Records from a dataset:
══════════════════════════════

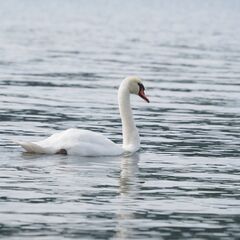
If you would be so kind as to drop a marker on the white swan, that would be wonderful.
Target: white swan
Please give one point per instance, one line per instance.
(87, 143)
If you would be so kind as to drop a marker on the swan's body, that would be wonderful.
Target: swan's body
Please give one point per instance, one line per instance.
(87, 143)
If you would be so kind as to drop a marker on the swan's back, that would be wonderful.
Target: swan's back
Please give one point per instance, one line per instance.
(75, 142)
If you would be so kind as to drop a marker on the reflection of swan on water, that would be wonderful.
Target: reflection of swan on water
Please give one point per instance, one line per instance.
(129, 185)
(88, 143)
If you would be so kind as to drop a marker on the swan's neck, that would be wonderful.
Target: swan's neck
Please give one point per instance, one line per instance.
(131, 140)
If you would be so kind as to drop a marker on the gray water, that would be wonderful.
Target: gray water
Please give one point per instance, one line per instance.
(61, 63)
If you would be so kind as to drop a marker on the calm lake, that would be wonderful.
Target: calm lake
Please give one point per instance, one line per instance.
(61, 63)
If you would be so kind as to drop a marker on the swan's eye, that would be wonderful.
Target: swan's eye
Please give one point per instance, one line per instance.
(141, 87)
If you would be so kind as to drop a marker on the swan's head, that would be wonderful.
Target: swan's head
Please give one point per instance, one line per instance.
(136, 86)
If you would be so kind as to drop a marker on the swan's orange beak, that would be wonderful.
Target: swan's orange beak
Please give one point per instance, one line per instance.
(142, 95)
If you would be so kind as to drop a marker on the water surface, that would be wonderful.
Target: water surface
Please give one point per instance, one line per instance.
(61, 64)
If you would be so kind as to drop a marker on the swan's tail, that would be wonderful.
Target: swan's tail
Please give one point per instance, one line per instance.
(31, 147)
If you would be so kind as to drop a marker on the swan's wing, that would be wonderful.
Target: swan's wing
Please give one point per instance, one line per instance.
(31, 147)
(74, 141)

══════════════════════════════

_WHAT YOU ARE ASKED TO DO_:
Only the lines from the one containing "wing, that would be wonderful." through the end of the entries above belong in the answer; repeat them exactly.

_WRITTEN RESPONSE_:
If you would be so kind as to drop a marker on the swan's wing, that would be wonderful.
Target: swan's wing
Please give one point per instance, one line per instance.
(31, 147)
(74, 141)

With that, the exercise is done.